Activity:
Identical copies of all the records below are needed.

Extracted material:
Start of Block
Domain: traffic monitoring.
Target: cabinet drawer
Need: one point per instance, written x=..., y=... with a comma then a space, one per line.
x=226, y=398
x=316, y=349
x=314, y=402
End of Block
Solution for this exercise:
Domain: traffic monitoring.
Target: cabinet drawer
Need: one point per instance, written x=..., y=... with a comma then a space, one per line.
x=226, y=398
x=316, y=349
x=314, y=402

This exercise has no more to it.